Goal of the exercise:
Repeat exactly the lines that run from the one containing "Tag the green tree" to the end of the data, and leave out all others.
### Given records
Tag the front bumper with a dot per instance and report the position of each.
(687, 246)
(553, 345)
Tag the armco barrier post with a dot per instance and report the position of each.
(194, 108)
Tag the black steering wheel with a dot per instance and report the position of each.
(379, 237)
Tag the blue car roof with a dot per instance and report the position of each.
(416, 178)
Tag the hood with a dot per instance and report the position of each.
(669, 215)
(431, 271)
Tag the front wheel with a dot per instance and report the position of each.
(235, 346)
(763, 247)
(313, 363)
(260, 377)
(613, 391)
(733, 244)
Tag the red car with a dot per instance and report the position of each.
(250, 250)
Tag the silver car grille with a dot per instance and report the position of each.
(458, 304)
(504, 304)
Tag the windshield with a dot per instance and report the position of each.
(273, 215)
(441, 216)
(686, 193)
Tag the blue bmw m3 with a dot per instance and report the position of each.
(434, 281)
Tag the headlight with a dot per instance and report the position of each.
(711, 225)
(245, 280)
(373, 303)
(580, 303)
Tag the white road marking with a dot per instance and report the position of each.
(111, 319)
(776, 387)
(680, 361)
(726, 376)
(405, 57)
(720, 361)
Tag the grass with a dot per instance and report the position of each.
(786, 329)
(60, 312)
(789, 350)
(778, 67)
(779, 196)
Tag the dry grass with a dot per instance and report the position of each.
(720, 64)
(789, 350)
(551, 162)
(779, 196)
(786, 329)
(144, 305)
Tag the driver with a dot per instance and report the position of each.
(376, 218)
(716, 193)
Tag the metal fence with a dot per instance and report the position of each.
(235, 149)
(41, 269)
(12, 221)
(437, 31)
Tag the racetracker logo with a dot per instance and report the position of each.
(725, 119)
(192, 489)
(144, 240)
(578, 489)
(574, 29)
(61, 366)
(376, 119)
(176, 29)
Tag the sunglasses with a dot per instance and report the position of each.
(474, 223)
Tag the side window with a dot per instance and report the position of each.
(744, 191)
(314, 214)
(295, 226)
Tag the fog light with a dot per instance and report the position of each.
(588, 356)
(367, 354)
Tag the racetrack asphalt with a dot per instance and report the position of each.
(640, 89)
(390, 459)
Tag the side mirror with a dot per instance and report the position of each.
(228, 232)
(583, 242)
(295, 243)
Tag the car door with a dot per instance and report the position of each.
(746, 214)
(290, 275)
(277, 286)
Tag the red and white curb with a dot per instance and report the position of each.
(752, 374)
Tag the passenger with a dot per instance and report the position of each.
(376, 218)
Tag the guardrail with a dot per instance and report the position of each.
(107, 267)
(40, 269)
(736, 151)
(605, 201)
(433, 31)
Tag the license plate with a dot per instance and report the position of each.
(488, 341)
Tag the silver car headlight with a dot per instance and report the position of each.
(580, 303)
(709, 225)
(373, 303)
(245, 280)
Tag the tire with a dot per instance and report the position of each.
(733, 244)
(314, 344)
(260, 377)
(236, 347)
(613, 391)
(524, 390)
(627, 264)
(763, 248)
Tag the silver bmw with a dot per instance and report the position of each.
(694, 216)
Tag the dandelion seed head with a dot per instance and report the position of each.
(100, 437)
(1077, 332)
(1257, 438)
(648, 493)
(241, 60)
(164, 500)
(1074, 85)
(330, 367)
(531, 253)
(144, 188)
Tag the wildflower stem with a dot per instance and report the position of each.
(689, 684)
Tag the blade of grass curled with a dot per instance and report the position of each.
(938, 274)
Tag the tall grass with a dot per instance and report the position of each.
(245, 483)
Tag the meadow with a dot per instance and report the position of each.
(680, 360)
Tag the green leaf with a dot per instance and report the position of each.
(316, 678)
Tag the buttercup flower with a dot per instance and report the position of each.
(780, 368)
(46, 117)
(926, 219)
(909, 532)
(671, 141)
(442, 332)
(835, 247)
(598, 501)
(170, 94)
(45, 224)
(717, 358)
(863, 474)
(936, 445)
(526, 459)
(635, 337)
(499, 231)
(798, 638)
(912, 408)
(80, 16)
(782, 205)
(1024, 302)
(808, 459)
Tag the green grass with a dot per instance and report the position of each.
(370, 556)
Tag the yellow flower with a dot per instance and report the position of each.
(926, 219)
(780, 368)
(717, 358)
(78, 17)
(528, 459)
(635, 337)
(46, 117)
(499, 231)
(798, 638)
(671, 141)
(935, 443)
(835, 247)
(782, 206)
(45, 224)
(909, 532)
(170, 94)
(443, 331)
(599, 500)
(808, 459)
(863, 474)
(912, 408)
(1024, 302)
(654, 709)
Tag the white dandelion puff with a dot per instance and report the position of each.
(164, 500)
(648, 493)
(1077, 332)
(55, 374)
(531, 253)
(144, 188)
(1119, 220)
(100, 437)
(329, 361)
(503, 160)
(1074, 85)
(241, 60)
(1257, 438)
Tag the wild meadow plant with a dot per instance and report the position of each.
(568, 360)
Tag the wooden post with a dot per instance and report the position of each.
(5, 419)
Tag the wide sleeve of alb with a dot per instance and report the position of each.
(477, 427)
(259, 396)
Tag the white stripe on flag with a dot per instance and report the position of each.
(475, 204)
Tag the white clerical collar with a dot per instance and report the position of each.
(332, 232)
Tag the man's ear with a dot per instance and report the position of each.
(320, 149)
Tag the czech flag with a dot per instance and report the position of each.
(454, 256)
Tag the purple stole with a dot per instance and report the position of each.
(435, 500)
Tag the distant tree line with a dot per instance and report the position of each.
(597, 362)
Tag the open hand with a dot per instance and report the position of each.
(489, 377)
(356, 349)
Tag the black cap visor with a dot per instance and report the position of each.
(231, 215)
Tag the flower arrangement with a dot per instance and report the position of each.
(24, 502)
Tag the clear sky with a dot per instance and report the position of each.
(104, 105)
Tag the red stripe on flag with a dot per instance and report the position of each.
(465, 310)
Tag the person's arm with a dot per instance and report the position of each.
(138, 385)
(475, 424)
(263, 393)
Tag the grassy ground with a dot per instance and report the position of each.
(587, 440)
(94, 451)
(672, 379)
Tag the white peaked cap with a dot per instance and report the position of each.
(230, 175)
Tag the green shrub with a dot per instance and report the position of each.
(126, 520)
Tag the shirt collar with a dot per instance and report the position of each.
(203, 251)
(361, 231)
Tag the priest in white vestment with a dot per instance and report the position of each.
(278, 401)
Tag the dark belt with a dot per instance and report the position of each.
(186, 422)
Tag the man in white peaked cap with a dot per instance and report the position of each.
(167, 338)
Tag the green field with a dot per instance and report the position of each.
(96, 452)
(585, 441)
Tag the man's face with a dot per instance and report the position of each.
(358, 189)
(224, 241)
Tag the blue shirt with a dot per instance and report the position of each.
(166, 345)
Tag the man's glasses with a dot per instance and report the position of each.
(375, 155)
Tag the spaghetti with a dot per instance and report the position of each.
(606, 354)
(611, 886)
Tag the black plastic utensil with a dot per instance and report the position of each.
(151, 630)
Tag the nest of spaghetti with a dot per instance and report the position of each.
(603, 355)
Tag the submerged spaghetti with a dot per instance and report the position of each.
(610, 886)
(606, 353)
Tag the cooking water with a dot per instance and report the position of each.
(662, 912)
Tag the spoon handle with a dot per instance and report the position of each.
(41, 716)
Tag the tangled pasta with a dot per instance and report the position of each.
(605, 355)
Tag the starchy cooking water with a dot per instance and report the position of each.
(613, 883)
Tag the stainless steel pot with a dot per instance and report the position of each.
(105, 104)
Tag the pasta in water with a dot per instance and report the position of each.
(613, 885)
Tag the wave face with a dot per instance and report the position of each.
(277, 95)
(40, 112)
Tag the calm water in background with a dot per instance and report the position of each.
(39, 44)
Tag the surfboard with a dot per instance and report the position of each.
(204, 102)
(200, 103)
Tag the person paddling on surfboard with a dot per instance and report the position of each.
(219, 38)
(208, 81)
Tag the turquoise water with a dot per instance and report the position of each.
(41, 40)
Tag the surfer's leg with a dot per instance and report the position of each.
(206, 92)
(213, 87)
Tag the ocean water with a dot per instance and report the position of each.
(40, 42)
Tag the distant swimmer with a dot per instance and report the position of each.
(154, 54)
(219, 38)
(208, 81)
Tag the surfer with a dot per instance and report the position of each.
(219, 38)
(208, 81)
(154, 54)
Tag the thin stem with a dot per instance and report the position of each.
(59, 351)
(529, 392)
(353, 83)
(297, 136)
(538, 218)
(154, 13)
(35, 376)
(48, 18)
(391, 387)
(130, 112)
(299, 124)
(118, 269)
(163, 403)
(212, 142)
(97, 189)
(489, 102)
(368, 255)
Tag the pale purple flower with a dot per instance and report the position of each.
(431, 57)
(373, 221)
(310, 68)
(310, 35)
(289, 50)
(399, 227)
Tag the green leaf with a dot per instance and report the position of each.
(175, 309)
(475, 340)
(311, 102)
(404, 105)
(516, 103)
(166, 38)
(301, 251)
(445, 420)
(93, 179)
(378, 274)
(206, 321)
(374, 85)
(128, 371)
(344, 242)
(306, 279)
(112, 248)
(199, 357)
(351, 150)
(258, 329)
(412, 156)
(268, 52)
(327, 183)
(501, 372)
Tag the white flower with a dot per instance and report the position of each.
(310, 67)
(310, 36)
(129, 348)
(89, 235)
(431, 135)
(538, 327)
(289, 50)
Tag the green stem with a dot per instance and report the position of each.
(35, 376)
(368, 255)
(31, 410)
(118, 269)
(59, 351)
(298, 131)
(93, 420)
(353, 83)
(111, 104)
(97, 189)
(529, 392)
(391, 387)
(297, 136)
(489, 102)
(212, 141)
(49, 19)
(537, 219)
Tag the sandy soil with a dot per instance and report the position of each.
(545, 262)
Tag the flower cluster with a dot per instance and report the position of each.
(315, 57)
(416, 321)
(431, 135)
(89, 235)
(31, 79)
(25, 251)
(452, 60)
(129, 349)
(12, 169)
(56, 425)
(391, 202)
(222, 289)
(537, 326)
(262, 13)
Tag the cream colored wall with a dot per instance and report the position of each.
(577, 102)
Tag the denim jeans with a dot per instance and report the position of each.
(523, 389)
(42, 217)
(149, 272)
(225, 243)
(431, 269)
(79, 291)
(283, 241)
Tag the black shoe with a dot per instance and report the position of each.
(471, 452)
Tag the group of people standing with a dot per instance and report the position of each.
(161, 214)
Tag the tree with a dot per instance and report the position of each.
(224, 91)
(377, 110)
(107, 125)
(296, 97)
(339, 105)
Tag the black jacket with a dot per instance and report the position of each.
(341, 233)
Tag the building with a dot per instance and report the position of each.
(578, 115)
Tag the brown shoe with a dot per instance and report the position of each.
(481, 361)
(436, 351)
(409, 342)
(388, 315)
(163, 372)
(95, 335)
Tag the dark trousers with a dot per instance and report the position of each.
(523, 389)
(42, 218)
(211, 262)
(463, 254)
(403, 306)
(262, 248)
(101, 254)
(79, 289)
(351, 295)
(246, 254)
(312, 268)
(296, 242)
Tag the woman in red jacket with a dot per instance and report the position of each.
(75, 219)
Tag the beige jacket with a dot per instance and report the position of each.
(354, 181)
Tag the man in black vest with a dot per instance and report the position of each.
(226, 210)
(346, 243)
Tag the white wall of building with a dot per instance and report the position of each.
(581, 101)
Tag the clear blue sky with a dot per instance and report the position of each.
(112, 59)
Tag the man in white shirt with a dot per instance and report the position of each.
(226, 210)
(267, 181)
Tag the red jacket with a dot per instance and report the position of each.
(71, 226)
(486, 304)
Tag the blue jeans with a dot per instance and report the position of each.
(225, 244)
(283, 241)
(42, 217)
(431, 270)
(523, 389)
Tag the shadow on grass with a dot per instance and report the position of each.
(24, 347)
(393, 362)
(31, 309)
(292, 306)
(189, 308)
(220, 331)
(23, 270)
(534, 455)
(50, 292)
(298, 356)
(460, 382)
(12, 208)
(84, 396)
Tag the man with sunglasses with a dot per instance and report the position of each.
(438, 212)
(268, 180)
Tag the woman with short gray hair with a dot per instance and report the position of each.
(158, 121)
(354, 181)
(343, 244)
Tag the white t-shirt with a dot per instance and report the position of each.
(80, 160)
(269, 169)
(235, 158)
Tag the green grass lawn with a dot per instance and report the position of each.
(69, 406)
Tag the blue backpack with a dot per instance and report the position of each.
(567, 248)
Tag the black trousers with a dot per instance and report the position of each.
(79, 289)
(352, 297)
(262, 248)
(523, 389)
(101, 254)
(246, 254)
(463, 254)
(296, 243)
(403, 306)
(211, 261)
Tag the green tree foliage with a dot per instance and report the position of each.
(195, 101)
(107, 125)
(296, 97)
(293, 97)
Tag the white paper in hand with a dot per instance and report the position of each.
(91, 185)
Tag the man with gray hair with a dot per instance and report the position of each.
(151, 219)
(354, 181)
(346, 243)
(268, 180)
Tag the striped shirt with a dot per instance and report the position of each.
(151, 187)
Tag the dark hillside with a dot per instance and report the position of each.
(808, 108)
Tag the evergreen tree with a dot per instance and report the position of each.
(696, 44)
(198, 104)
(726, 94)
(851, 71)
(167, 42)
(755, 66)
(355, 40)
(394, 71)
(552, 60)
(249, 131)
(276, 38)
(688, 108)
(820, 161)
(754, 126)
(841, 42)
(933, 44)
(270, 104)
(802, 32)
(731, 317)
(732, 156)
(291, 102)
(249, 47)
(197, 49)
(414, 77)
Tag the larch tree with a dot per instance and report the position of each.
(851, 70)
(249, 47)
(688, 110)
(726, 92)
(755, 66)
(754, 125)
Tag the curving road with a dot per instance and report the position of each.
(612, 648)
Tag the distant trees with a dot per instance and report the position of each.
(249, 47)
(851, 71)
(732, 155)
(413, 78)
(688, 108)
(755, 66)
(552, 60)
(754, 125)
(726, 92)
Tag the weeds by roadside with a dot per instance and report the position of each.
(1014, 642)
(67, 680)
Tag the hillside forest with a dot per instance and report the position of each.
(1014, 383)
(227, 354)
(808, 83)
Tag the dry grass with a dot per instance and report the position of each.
######
Result:
Tag the green tree foliage with a dot per instance and report the position of each.
(195, 101)
(107, 125)
(296, 97)
(293, 97)
Tag the white paper in hand with a dot per instance and report the position of each.
(91, 185)
Tag the man with gray hair with a dot per instance and report the position of each.
(151, 219)
(354, 181)
(346, 243)
(268, 180)
Tag the striped shirt with a dot per instance and report the position of each.
(151, 187)
Tag the dark hillside with a dot per instance and report the position of each.
(808, 108)
Tag the evergreen tree with a dot per instance and report the position of each.
(696, 44)
(198, 104)
(726, 94)
(851, 71)
(167, 42)
(755, 66)
(355, 40)
(394, 71)
(552, 60)
(249, 131)
(276, 38)
(688, 108)
(820, 161)
(754, 126)
(841, 42)
(933, 44)
(270, 104)
(802, 32)
(731, 317)
(732, 156)
(291, 102)
(249, 47)
(197, 49)
(414, 77)
Tag the larch tree with a dot per instance and report the position of each.
(851, 70)
(249, 47)
(688, 110)
(726, 92)
(755, 66)
(754, 125)
Tag the curving road with a dot per instance and report the position of each.
(612, 648)
Tag the distant trees with a dot per instance and report the position of each.
(249, 47)
(851, 71)
(732, 155)
(413, 78)
(688, 108)
(755, 66)
(552, 60)
(754, 125)
(726, 92)
Tag the weeds by roadside with a dot per instance and report the position of each.
(1014, 642)
(67, 680)
Tag the hillside forest with a dot per instance and report the position of each.
(1014, 383)
(227, 354)
(808, 83)
Tag the dry grass with a dot per instance and report the position of each.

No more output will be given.